[Photo-based referring expression data]
= = = =

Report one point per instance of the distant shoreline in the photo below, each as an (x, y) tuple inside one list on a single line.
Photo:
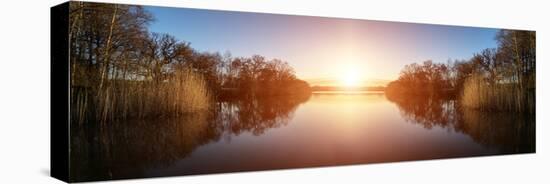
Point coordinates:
[(347, 89)]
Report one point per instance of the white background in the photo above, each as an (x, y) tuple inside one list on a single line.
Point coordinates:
[(24, 91)]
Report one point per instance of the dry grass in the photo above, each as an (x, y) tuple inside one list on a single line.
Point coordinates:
[(185, 92), (478, 94)]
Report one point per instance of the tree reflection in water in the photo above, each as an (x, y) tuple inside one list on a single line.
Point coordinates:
[(507, 132), (118, 150)]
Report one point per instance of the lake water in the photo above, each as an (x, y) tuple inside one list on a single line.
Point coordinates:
[(324, 129)]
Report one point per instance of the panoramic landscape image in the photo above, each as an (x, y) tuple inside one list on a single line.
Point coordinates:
[(159, 91)]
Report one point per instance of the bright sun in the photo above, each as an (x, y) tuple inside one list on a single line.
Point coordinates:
[(350, 78)]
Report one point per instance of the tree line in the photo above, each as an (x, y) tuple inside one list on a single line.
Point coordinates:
[(120, 69), (495, 79)]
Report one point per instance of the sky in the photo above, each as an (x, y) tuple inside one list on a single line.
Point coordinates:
[(323, 49)]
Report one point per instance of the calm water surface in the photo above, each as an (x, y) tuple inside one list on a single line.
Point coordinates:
[(323, 129)]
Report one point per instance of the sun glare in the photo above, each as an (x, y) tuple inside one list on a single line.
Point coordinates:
[(350, 78)]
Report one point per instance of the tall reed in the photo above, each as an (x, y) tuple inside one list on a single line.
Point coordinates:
[(183, 92), (478, 94)]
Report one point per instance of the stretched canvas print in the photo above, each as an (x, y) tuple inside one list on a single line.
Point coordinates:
[(147, 91)]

= = = =

> [WHAT NEEDS TO BE DONE] Answer only with the count of lines in the records that include the string "tree".

> [REPLY TO THE TASK] 2